* [PASSAGE GIVEN]
####

Is there room in the culture anymore for nuance?

by
Nicholas Clairmont
November 12, 2019
Photocollage: Tablet Magazine
Photocollage: Tablet Magazine
Photocollage: Tablet Magazine
Photocollage: Tablet Magazine

Meghan Daum, in her latest book, The Problem With Everything: My Journey Through the New Culture Wars, is fed up. She’s a nice old-school liberal who remembers that things weren’t quite the same back in her 1970s childhood or ’90s young adulthood, and she’s the owner of a well dialed-in bullshit detector. What is such an independent-minded person to do? Answer: Describe in personal, convincing, unflinching terms what makes the present so unbearable.

More specifically, Daum is “trying to pinpoint the moment when people became so much crueler than they used to be, and also so much more fragile.” As she describes the project of the book, it was originally intended to be a critique “about feminism and only feminism” provisionally titled You Are Not a Badass, but her eventual book expanded well beyond that boundary. But at the heart of it lies her criticism of much contemporary feminism as jargon-driven emptiness. Addressing alienated and angry younger women who grew up “with the idea that men would be repelled by me unless my entire body was as hairless as a mole rat (for much of the aughts, this was the standard for women),” she concedes that:

I might have wanted to #KillAllMen, too. So I get it that I don’t totally get it. But what I think I’m justified in not understanding is what women stand to gain by reinforcing a narrative that they are a persecuted group. Even more so, what possible use is there in furthering the notion that to be a hip and cool feminist today means you can reduce men to insulting stereotypes in order to, in some sense, beat them at their own assholic game?

####

* [GOAL 1]
Answer each question from the review of the book:
(a) What was the book's provisional title?
(b) In which decade was Daum's childhood?
(c) Who is credited with the photocollage?
* [GOAL 2]
Reproduce word for word the part of the review starting at "I might have" and ending at "own assholic game?".
The listing is separate material, unrelated to the review.

####

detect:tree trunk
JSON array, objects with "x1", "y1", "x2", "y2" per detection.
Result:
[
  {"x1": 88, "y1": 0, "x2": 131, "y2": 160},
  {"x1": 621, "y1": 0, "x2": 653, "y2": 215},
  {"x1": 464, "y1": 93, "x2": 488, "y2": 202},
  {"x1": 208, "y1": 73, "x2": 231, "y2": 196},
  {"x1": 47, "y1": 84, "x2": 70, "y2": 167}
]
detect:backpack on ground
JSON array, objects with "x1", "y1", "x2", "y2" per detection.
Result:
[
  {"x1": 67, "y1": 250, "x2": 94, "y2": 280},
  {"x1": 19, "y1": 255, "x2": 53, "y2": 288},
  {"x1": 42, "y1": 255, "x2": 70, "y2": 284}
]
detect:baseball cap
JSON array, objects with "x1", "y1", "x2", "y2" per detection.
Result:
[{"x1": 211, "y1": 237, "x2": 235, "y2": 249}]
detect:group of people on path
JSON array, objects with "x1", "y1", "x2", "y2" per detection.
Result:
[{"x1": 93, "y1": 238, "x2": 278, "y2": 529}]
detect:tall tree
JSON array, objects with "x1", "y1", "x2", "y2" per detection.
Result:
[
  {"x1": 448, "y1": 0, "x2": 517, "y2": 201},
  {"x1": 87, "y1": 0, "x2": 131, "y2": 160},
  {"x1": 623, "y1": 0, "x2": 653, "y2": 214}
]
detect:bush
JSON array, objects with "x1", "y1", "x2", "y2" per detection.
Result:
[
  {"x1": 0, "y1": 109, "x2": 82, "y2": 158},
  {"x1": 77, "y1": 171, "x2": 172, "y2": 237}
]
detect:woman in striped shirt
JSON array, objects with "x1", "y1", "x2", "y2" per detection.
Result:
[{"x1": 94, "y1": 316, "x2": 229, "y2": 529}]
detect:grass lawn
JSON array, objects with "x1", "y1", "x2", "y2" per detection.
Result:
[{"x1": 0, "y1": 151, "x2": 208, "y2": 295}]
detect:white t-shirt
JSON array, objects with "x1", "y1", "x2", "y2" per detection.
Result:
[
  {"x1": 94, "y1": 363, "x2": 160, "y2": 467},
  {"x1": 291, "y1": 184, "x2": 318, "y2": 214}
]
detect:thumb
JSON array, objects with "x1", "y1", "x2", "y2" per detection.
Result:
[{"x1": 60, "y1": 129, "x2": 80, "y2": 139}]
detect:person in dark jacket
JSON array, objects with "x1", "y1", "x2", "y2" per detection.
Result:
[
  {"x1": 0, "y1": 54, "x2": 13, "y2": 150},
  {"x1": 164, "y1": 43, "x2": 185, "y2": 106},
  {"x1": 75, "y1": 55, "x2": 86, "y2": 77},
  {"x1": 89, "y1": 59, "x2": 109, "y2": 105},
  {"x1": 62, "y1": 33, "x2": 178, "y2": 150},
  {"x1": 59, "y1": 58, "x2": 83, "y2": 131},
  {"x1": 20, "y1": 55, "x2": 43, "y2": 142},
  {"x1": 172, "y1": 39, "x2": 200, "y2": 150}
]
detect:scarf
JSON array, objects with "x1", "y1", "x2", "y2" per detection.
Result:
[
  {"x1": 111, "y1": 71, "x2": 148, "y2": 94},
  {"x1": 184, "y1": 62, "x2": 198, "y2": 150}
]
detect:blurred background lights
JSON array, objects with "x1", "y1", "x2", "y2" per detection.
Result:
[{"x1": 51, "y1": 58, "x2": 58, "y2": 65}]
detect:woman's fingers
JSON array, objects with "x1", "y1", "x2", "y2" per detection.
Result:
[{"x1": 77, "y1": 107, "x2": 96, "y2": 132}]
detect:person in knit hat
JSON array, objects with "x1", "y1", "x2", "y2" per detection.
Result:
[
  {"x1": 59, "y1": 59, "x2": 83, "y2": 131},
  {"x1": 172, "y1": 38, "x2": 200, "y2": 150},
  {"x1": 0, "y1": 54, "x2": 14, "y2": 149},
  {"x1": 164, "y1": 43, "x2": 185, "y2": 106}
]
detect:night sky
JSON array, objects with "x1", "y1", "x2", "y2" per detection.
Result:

####

* [WRITTEN ANSWER 1]
(a) You Are Not a Badass
(b) The 1970s
(c) Tablet Magazine

* [WRITTEN ANSWER 2]
I might have wanted to #KillAllMen, too. So I get it that I don’t totally get it. But what I think I’m justified in not understanding is what women stand to gain by reinforcing a narrative that they are a persecuted group. Even more so, what possible use is there in furthering the notion that to be a hip and cool feminist today means you can reduce men to insulting stereotypes in order to, in some sense, beat them at their own assholic game?